##### Tekst do czytania
Slow Food wskazuje, jak zmienić unijny rejestr oznaczeń geograficznych.

ChNP, ChoG i GTS to powszechnie rozpoznawalne oznaczenia produktów spożywczych, które mają świadczyć o jakości produktów nimi opatrzonych. Po trzech dekadach przychodzi czas na weryfikację leżących u ich podstaw założeń.

Trzy Znaki Smaku
Trzy Znaki Smaku

Trzy unijne znaki smaku kończą wkrótce 30 lat. To okazja, by prześwietlić zasady ich przyznawania i uwspółcześnić wymogi tak, aby produkty nimi oznaczane wyróżniały się cechami, które świadczą o ich wysokiej jakości we współczesnym tego słowa znaczeniu. Jak bowiem wskazuje najnowszy raport Slow Food „Europejskie systemy jakości, między wartościami kształtującymi tożsamość a rynkiem”, którego autorzy przeanalizowali system geograficznych oznaczeń na przykładzie wędlin, specyfikacje unijnych oznaczeń dają producentom duże pole do interpretacji zawartych w tych specyfikacjach zasad. Wskutek tego certyfikowane produkty w znacznej części nie cechują się spodziewaną jakością.

Szynka ze znakiem ChoG
Szynka ze znakiem ChoG

W 2014 roku ruszyła w Polsce zakrojona na szeroką skalę akcja informacyjna „Trzy Znaki Smaku” mająca na celu zapoznanie polskich konsumentów z powołanym w 1992 roku europejskim systemem znakowania wyrobów europejskiego dziedzictwa kulinarnego. Z trzema znakami smaku, jak zwykło się mówić o unijnych oznaczeniach, wiązano spore nadzieje, postrzegając w nich skuteczny oręż do walki z masową produkcją taniej i kiepskiej żywności. Opatrzone unijnymi znakami jakości produkty i przetwory miały się charakteryzować unikatowymi cechami związanymi z miejscem pochodzenia, technikami wytwarzania lub tradycyjnością receptury. Po latach okazuje się jednak, że istniejące w europejskich systemach certyfikacyjnych luki i nieścisłości są wykorzystywane przez część producentów do wprowadzania na rynek produktów z pominięciem zasad, które powinny leżeć u podstaw takich systemów.

Kiełbaski ze znakiem ChoG
Kiełbaski ze znakiem ChoG

Jak czytamy u źródła, trzy znaki smaku mają na celu promocję jakości i różnorodności produktów unijnego rolnictwa, rybołówstwa i akwakultury. Zauważono wszak, że wyroby wysokiej jakości mogą dać przewagę konkurencyjną unijnym producentom i wnieść istotny wkład w dziedzictwo kulturowe i gastronomiczne Europy. Unijna certyfikacja miała zatem stanowić formę docenienia umiejętności unijnych rolników i producentów oraz ich determinację do podtrzymywania tradycji przy wykorzystaniu współczesnych metod produkcji. Certyfikacja nazw pochodzenia i oznaczeń geograficznych została zawężona do tych produktów, które wykazują nieodłączny związek między własnymi cechami a pochodzeniem geograficznym. Jako jeden z celów systemu uznano dostarczanie konsumentom jasnych informacji o produktach charakteryzujących się szczególnymi cechami związanymi z pochodzeniem geograficznym, tak aby konsumenci mogli dokonywać bardziej świadomych wyborów zakupowych. Tyle założenia.
##########
- Do wykonania
1/ W którym roku ruszyła w Polsce akcja informacyjna „Trzy Znaki Smaku” według tekstu o unijnych znakach smaku?
2/ Napisz dalszy ciąg tekstu o unijnych znakach smaku, zaczynając po zdaniu „Tyle założenia.”
##### Rekordy
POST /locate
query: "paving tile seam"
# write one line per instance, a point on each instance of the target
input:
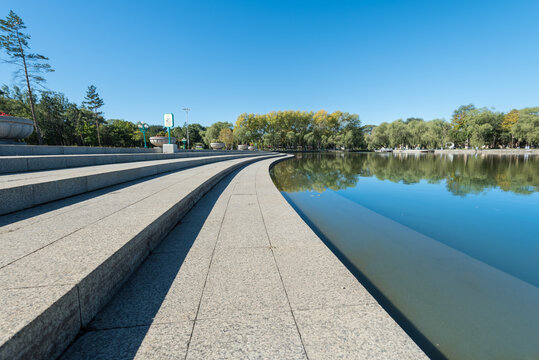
(244, 314)
(89, 224)
(277, 265)
(207, 274)
(36, 286)
(93, 330)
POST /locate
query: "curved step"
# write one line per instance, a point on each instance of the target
(24, 190)
(60, 278)
(14, 164)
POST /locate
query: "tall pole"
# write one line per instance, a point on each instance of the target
(187, 122)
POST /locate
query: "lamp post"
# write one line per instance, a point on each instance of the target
(187, 122)
(143, 127)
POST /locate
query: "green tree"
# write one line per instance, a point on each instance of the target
(31, 65)
(93, 102)
(226, 136)
(509, 120)
(461, 123)
(212, 133)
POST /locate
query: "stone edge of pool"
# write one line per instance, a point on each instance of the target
(354, 321)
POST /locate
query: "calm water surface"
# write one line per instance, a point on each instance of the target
(452, 241)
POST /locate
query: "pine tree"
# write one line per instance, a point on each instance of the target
(94, 102)
(15, 43)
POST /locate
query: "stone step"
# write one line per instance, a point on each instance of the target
(14, 164)
(24, 150)
(24, 190)
(61, 264)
##########
- Odpowiedzi do ćwiczenia
1/ W 2014 roku.

2/
Szynka ze znakiem ChoG
Szynka ze znakiem ChoG

Wybierający opatrzone znakiem jakości produkty konsument uznaje zatem, że za wyższą cenę, jaką każe się mu zapłacić, kryje się produkt takiej wyższej ceny wart, stanowiący przy tym żywe exemplum kulinarnej spuścizny regionu, którą każdy taki zakup wspiera. Na opakowaniach z unijnymi oznaczeniami poza samym znakiem i ewentualnie hasłową wzmianką bliżej identyfikującą produkt brak jednak informacji, z których mogłoby wynikać, co dokładnie unijny znak oznacza dla opatrzonego nim produktu.

Kiełbaski ze znakiem ChoG
Kiełbaski ze znakiem ChoG

Z pomocą przychodzi raport Slow Food, w którym zawarto analizę stanu faktycznego unijnego systemu znakowania produktów spożywczych na przykładzie wędlin, które takie oznaczenia uzyskały. Analizie poddano 176 specyfikacji produkcyjnych wieprzowych wyrobów wędliniarskich wyróżnionych znakiem ChNP (Chroniona Nazwa Pochodzenia) oraz ChoG (Chronione Oznaczenie Geograficzne). Produkty wyróżnione znakiem GTS (Gwarantowana Tradycyjna Specjalność) zostały w tej analizie pominięte, ponieważ uznano, że ochrona wyłącznie tradycyjnej receptury, bez związania jej z lokalnym obszarem lub konkretnymi składnikami, umożliwia wytwarzanie takich samych produktów w dowolnym miejscu na świecie. To w opinii ekspertów odbiera tak oznaczonym produktom ich wartość a znakowi – znaczenie. Pod uwagę wzięto szereg aspektów postrzeganych dziś jako kluczowe dla jakości produktu, a zatem dobór zwierząt pod względem rasy, ich dobrostan, zadawaną paszę i formy leczenia, pochodzenie mięsa, techniki hodowli, a także sposób przetwarzania i wykorzystywane w jego ramach składniki dodatkowe.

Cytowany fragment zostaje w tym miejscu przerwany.